* [STATED EXERCISE]:
Copy the lines below, requests included, from the line with "the white plate" through the last line, and give only those. Multiply every coordinate in the answers by 2.25 and round each to a whole number, rounding halves up.

------------------------------------------------------------------------

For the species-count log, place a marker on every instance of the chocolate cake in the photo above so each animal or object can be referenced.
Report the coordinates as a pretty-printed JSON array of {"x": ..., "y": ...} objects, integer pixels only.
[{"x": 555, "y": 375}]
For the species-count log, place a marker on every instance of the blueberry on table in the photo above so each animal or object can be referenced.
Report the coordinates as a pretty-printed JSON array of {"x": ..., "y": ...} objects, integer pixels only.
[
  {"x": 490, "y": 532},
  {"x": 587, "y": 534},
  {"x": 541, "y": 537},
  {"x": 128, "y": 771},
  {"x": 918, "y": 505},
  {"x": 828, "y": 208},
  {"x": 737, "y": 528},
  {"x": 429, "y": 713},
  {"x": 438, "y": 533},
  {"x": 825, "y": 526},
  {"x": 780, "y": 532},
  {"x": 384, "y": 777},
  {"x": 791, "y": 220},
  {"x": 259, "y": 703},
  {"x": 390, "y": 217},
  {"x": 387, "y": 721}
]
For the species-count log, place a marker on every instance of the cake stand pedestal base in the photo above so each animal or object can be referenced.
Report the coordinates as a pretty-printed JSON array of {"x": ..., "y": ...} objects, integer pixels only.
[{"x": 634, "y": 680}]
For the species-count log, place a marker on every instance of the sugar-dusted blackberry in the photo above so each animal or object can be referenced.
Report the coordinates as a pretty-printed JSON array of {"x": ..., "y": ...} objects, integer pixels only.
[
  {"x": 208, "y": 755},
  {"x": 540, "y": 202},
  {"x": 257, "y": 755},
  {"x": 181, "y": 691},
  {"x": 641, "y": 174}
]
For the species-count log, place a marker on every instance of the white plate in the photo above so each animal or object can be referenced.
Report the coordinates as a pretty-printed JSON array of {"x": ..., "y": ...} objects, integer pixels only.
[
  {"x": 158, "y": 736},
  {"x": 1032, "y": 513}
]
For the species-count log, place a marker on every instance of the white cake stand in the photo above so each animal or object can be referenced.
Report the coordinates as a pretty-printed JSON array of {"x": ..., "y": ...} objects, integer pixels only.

------------------------------------------------------------------------

* [WRITTEN RESPONSE]:
For the species-count log, place a marker on every instance of the white plate in the photo above so each animal or object can be referenced.
Report the coordinates as a pretty-printed JSON array of {"x": ..., "y": ...} objects, integer pixels only.
[
  {"x": 356, "y": 1656},
  {"x": 2322, "y": 1154}
]
For the species-count log, place a marker on every instance of the white cake stand in the photo above so each animal or object can be referenced.
Report the coordinates as a pretty-printed JSON array of {"x": ..., "y": ...} objects, integer pixels only.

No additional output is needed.